» **Task**
Within the material below, tally every line that holds the word "white", then give the tally and nothing more.

BEGIN

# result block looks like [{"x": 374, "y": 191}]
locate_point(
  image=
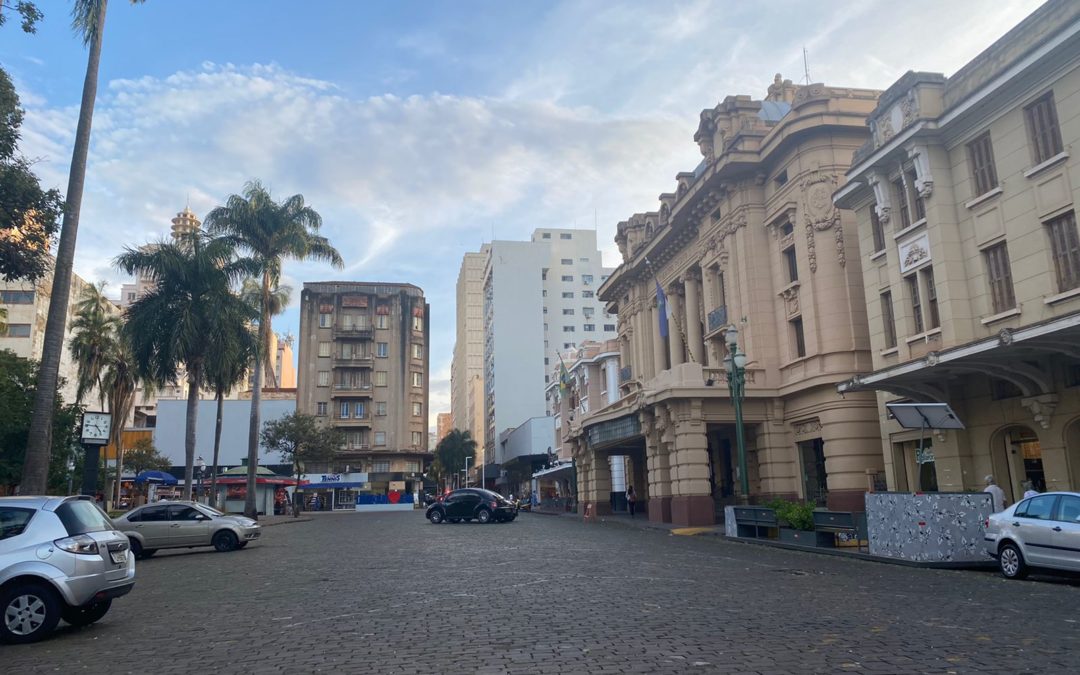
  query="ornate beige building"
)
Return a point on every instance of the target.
[
  {"x": 971, "y": 261},
  {"x": 750, "y": 238}
]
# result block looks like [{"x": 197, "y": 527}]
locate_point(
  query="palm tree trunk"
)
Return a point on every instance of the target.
[
  {"x": 36, "y": 464},
  {"x": 253, "y": 432},
  {"x": 194, "y": 376},
  {"x": 217, "y": 447}
]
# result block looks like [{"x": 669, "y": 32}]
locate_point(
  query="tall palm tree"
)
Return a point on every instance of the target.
[
  {"x": 268, "y": 232},
  {"x": 89, "y": 23},
  {"x": 189, "y": 309},
  {"x": 280, "y": 297},
  {"x": 227, "y": 365}
]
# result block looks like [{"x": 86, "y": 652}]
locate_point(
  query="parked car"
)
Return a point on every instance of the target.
[
  {"x": 61, "y": 557},
  {"x": 185, "y": 525},
  {"x": 470, "y": 503},
  {"x": 1039, "y": 532}
]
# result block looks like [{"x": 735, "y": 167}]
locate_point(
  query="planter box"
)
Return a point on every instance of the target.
[{"x": 805, "y": 538}]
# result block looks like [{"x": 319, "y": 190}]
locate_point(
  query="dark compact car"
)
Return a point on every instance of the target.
[{"x": 472, "y": 503}]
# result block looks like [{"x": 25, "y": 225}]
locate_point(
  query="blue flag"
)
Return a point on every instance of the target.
[{"x": 662, "y": 307}]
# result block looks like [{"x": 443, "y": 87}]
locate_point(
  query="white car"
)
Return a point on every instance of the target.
[{"x": 1037, "y": 532}]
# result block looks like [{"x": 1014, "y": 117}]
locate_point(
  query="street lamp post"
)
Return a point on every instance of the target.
[{"x": 736, "y": 365}]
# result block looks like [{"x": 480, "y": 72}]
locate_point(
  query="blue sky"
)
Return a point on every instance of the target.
[{"x": 417, "y": 129}]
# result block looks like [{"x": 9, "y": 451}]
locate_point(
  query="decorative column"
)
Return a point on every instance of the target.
[
  {"x": 692, "y": 282},
  {"x": 692, "y": 501}
]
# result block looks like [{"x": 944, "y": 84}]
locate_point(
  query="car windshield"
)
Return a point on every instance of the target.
[{"x": 80, "y": 516}]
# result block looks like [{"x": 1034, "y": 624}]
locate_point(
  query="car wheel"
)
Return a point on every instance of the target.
[
  {"x": 1011, "y": 562},
  {"x": 225, "y": 541},
  {"x": 85, "y": 615},
  {"x": 28, "y": 612}
]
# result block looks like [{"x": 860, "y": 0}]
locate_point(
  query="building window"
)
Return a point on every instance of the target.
[
  {"x": 800, "y": 341},
  {"x": 791, "y": 264},
  {"x": 905, "y": 217},
  {"x": 913, "y": 292},
  {"x": 920, "y": 206},
  {"x": 877, "y": 229},
  {"x": 888, "y": 320},
  {"x": 1065, "y": 248},
  {"x": 1042, "y": 127},
  {"x": 25, "y": 297},
  {"x": 983, "y": 171},
  {"x": 17, "y": 329},
  {"x": 1000, "y": 277}
]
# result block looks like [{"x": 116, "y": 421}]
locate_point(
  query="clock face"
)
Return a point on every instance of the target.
[{"x": 95, "y": 427}]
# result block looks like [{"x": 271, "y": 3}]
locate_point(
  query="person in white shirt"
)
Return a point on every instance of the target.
[{"x": 997, "y": 495}]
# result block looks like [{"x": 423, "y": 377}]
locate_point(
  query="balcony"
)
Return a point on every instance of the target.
[
  {"x": 353, "y": 333},
  {"x": 717, "y": 319},
  {"x": 354, "y": 362},
  {"x": 351, "y": 391}
]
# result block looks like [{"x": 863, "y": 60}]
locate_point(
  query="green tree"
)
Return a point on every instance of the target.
[
  {"x": 28, "y": 13},
  {"x": 453, "y": 450},
  {"x": 17, "y": 378},
  {"x": 268, "y": 232},
  {"x": 300, "y": 440},
  {"x": 89, "y": 23},
  {"x": 143, "y": 456},
  {"x": 29, "y": 216},
  {"x": 189, "y": 309}
]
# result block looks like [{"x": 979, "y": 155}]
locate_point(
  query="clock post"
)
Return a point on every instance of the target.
[{"x": 96, "y": 428}]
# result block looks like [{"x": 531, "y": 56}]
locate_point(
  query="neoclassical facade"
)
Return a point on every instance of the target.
[
  {"x": 966, "y": 205},
  {"x": 752, "y": 239}
]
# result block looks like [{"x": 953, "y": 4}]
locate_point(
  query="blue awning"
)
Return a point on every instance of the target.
[{"x": 329, "y": 486}]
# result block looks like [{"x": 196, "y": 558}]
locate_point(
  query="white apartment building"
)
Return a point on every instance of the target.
[{"x": 539, "y": 298}]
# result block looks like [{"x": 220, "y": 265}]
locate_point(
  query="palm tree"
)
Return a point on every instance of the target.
[
  {"x": 89, "y": 23},
  {"x": 268, "y": 232},
  {"x": 280, "y": 297},
  {"x": 227, "y": 365},
  {"x": 190, "y": 308}
]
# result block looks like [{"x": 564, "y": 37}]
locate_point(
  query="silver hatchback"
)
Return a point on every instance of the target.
[
  {"x": 59, "y": 558},
  {"x": 185, "y": 525},
  {"x": 1041, "y": 532}
]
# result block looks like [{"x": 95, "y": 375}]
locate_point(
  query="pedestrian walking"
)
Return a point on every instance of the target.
[
  {"x": 1029, "y": 489},
  {"x": 997, "y": 495}
]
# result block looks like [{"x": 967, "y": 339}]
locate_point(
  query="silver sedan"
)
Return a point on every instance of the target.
[{"x": 1038, "y": 532}]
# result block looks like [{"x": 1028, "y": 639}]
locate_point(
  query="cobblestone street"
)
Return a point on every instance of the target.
[{"x": 381, "y": 593}]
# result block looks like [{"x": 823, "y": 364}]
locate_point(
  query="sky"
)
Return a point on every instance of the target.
[{"x": 420, "y": 130}]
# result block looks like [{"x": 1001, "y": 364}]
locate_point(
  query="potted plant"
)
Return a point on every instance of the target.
[{"x": 798, "y": 517}]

END

» **Written solution**
3